Problem to solve => Without altering anything, repeat each of the records.

Input =>
= = = =

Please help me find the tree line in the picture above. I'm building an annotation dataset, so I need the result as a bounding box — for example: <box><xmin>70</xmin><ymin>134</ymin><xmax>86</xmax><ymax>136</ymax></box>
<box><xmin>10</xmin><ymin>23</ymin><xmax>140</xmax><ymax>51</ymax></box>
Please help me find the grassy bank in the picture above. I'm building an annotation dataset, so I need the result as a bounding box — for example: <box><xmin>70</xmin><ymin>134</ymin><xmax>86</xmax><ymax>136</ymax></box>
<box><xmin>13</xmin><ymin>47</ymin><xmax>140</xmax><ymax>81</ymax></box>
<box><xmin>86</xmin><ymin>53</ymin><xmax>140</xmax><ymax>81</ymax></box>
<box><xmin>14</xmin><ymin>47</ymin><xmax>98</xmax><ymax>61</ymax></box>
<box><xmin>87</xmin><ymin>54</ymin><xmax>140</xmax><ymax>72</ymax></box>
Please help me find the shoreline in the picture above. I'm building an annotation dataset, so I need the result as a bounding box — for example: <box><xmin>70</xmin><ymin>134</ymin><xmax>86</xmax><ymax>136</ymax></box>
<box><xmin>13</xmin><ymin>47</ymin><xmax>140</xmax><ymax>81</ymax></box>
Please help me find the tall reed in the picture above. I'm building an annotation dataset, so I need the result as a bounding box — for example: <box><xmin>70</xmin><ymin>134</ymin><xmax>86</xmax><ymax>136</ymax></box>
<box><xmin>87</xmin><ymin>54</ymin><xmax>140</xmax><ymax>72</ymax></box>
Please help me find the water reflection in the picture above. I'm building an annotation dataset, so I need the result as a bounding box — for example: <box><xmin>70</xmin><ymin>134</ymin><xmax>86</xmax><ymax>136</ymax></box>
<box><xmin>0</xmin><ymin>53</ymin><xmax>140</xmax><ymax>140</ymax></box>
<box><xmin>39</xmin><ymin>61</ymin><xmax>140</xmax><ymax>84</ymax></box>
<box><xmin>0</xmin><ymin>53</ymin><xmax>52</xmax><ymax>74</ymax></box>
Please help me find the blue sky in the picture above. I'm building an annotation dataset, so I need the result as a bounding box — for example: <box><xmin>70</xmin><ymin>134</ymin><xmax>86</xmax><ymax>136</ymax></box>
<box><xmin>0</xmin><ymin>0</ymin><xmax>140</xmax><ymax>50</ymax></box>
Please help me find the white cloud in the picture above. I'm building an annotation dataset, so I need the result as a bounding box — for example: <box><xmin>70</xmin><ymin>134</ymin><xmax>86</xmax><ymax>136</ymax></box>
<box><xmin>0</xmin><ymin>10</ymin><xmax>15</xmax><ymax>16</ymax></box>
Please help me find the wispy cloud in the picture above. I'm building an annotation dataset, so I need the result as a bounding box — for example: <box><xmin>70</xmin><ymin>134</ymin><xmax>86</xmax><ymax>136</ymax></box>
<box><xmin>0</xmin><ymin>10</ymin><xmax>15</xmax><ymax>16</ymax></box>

= = = =

Answer for the task =>
Please help me find the tree line in the picture above. I'm building an annotation dataset, so I need the result as a bounding box — for example: <box><xmin>70</xmin><ymin>134</ymin><xmax>86</xmax><ymax>136</ymax></box>
<box><xmin>10</xmin><ymin>23</ymin><xmax>140</xmax><ymax>51</ymax></box>
Please help me find the grassy bank in the picture above. I'm building an annotation dataset, so I need the result as a bounding box — for example: <box><xmin>70</xmin><ymin>134</ymin><xmax>86</xmax><ymax>136</ymax></box>
<box><xmin>13</xmin><ymin>47</ymin><xmax>140</xmax><ymax>81</ymax></box>
<box><xmin>86</xmin><ymin>53</ymin><xmax>140</xmax><ymax>81</ymax></box>
<box><xmin>14</xmin><ymin>47</ymin><xmax>98</xmax><ymax>61</ymax></box>
<box><xmin>87</xmin><ymin>54</ymin><xmax>140</xmax><ymax>72</ymax></box>
Please help me find the shoreline in the picture above. I'm building an annotation dataset, so I need the result as a bounding box — for example: <box><xmin>70</xmin><ymin>134</ymin><xmax>86</xmax><ymax>136</ymax></box>
<box><xmin>13</xmin><ymin>47</ymin><xmax>140</xmax><ymax>81</ymax></box>
Please help me find the tall reed in the picture above. I'm building an annotation dataset, so I need the result as a bounding box — for example: <box><xmin>70</xmin><ymin>134</ymin><xmax>86</xmax><ymax>136</ymax></box>
<box><xmin>87</xmin><ymin>54</ymin><xmax>140</xmax><ymax>72</ymax></box>
Please help me find the water reflection in the picture above. I'm building an annotation dataset, so I need the result as a bounding box — for example: <box><xmin>70</xmin><ymin>134</ymin><xmax>86</xmax><ymax>136</ymax></box>
<box><xmin>0</xmin><ymin>53</ymin><xmax>140</xmax><ymax>140</ymax></box>
<box><xmin>39</xmin><ymin>61</ymin><xmax>140</xmax><ymax>84</ymax></box>
<box><xmin>0</xmin><ymin>53</ymin><xmax>52</xmax><ymax>74</ymax></box>
Please help me find the blue sky in the picture above. I'm building an annotation dataset, so I need the result as a bounding box — for example: <box><xmin>70</xmin><ymin>134</ymin><xmax>86</xmax><ymax>136</ymax></box>
<box><xmin>0</xmin><ymin>0</ymin><xmax>140</xmax><ymax>50</ymax></box>
Please help me find the white cloud in the picture above. I'm building an annotation dataset, so I need the result as a bounding box — for example: <box><xmin>70</xmin><ymin>134</ymin><xmax>86</xmax><ymax>136</ymax></box>
<box><xmin>0</xmin><ymin>10</ymin><xmax>15</xmax><ymax>16</ymax></box>
Please help me find the wispy cloud in the picture above. I'm building an annotation dataset, so I need the result as a bounding box — for example: <box><xmin>70</xmin><ymin>134</ymin><xmax>86</xmax><ymax>136</ymax></box>
<box><xmin>0</xmin><ymin>10</ymin><xmax>15</xmax><ymax>16</ymax></box>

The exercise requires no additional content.